■ **Do this**
In the lines below, find the one that contains "Pick out each instance of the blue" and write it out exactly, along with every line that follows it.

■ **Source records**
==============================

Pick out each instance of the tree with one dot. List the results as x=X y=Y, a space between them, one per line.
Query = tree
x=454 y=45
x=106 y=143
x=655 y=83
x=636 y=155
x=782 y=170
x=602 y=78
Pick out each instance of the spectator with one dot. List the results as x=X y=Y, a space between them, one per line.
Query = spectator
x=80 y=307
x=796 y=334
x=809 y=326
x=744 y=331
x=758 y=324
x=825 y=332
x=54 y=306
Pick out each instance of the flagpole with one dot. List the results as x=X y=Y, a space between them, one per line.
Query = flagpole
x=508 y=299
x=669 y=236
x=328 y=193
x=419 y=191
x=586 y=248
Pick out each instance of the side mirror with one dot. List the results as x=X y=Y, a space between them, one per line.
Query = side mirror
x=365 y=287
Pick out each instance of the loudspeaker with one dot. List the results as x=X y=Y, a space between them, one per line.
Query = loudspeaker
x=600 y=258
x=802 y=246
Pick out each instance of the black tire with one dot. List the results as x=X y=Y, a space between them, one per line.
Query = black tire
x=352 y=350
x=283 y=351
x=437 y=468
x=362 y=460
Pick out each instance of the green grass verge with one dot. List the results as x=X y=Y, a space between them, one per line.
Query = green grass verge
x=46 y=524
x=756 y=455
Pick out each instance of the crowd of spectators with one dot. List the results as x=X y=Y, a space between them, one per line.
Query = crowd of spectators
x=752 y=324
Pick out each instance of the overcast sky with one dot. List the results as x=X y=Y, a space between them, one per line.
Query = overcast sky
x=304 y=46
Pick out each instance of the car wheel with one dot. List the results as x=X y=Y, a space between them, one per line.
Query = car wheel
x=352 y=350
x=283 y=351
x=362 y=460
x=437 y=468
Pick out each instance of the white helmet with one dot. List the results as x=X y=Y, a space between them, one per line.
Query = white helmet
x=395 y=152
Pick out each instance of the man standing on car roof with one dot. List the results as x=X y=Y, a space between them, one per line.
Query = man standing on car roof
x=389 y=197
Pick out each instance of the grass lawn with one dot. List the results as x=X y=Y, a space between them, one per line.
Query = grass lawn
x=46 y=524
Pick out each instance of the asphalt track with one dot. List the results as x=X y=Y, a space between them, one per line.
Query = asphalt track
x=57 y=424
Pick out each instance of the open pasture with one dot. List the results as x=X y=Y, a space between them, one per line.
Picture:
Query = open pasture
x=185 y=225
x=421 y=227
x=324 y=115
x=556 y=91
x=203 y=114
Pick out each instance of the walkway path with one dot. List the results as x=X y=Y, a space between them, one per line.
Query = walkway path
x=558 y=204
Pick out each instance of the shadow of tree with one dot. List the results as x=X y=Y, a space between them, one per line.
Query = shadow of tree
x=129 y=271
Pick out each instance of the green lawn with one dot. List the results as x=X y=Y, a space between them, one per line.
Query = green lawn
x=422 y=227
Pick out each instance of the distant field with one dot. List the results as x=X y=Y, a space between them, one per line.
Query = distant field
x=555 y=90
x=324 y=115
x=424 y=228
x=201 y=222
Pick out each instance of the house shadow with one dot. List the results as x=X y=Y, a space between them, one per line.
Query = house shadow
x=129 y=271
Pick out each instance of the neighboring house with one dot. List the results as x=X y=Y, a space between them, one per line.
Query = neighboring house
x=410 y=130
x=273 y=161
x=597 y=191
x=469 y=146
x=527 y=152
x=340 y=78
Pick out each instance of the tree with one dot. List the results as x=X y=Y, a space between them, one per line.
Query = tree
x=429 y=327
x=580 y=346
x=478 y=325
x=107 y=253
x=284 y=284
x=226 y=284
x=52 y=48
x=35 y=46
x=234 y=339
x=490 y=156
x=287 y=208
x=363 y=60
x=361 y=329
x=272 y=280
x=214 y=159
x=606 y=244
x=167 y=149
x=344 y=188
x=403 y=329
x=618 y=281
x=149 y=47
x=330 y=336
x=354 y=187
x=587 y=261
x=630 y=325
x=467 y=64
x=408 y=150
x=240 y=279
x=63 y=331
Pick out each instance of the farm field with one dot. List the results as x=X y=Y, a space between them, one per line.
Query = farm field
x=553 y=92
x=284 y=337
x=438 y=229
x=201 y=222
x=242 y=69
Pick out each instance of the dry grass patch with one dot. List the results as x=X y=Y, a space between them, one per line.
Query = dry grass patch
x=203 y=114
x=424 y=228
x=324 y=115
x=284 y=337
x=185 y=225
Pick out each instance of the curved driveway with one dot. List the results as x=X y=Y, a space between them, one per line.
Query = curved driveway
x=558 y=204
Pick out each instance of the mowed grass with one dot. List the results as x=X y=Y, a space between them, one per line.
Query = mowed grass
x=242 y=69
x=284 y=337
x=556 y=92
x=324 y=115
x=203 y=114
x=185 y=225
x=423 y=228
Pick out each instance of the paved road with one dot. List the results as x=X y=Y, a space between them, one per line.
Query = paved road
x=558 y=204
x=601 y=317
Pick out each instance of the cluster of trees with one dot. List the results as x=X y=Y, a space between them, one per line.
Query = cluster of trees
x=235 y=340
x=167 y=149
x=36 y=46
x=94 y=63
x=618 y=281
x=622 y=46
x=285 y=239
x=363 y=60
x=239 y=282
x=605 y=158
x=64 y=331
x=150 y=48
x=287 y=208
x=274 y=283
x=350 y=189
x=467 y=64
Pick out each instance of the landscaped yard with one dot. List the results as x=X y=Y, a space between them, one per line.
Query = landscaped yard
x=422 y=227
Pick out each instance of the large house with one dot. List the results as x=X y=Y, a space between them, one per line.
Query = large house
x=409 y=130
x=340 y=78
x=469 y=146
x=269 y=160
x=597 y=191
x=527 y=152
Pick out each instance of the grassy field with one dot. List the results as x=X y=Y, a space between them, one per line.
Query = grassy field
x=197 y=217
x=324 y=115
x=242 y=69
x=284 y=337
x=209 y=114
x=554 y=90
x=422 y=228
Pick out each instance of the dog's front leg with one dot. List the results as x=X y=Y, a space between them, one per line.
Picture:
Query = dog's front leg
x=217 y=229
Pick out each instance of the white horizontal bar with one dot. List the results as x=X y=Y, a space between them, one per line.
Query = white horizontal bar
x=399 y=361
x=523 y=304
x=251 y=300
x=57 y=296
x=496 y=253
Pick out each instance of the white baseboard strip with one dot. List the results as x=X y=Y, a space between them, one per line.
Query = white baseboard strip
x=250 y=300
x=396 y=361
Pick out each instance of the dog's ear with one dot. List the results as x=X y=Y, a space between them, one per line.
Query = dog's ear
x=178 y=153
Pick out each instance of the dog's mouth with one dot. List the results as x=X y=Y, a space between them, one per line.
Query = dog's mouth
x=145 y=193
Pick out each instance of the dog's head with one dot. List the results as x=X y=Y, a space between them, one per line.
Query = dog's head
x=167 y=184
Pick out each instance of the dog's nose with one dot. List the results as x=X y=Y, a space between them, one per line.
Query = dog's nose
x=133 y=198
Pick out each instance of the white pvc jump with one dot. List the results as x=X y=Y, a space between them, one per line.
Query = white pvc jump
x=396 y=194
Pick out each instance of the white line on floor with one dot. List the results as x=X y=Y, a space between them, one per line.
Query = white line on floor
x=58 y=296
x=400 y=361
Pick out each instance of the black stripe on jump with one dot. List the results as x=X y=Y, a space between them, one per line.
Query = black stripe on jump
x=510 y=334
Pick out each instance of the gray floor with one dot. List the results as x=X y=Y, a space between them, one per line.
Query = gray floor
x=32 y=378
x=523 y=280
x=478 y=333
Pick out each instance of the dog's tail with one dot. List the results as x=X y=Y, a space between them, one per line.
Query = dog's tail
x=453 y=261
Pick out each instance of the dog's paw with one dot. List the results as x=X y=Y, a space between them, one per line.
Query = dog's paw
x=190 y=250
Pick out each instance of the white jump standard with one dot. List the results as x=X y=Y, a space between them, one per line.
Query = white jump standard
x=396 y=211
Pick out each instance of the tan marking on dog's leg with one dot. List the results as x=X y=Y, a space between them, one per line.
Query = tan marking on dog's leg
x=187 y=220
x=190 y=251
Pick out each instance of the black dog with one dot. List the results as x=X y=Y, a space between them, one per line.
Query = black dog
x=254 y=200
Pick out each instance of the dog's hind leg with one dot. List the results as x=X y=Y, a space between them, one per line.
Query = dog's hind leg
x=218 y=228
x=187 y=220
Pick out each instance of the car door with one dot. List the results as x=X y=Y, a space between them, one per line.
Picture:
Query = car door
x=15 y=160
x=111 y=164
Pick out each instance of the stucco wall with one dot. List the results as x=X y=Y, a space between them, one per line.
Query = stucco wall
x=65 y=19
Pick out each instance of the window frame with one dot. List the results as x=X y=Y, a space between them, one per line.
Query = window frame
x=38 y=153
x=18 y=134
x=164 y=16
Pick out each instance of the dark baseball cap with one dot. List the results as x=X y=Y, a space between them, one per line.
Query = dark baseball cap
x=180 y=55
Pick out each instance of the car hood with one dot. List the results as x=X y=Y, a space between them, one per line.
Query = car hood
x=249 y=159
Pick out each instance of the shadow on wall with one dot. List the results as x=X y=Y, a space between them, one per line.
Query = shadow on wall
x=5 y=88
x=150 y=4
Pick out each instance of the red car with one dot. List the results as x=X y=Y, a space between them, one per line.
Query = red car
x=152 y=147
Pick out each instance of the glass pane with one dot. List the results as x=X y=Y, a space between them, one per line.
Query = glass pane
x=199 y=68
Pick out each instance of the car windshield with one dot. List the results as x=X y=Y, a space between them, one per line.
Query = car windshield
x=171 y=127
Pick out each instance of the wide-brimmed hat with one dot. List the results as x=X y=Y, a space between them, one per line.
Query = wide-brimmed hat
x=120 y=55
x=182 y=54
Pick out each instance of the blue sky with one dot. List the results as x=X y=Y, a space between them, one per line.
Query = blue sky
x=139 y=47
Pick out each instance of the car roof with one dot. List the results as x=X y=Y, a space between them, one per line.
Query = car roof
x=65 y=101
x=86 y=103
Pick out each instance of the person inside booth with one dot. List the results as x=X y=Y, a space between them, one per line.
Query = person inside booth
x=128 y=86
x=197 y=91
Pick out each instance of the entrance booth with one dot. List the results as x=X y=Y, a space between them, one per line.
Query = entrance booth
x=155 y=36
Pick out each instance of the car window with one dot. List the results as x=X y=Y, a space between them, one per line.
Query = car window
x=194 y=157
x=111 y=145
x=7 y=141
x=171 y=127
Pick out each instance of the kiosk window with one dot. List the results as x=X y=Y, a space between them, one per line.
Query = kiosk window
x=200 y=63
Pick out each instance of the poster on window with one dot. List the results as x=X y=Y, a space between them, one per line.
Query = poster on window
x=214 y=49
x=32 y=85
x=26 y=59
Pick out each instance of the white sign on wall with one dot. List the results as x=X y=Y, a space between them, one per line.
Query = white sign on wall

==============================

■ **Task response**
Pick out each instance of the blue sky with one dot. List the results as x=X y=Y, a space between them, one per line.
Query = blue sky
x=139 y=47
Pick out each instance of the car roof with one dot. List the results as x=X y=Y, a space between them, one per line.
Query = car roof
x=65 y=101
x=86 y=103
Pick out each instance of the person inside booth with one dot. List the results as x=X y=Y, a space between them, one per line.
Query = person inside booth
x=128 y=86
x=197 y=91
Pick out each instance of the entrance booth with one dot. List the results as x=X y=Y, a space between them, one per line.
Query = entrance booth
x=155 y=36
Pick out each instance of the car window with one dot. List the results as x=X y=Y, a space between them, one per line.
Query = car window
x=194 y=157
x=111 y=145
x=7 y=141
x=171 y=127
Pick out each instance of the kiosk window with one dot. List the results as x=X y=Y, a space between them, one per line.
Query = kiosk window
x=200 y=63
Pick out each instance of the poster on window with one dot. List the results as x=X y=Y, a space between them, one per line.
Query = poster on window
x=214 y=49
x=32 y=85
x=26 y=59
Pick out each instance of the white sign on wall with one dot. List the results as x=X y=Y, a space between them, one per line.
Query = white sign on wall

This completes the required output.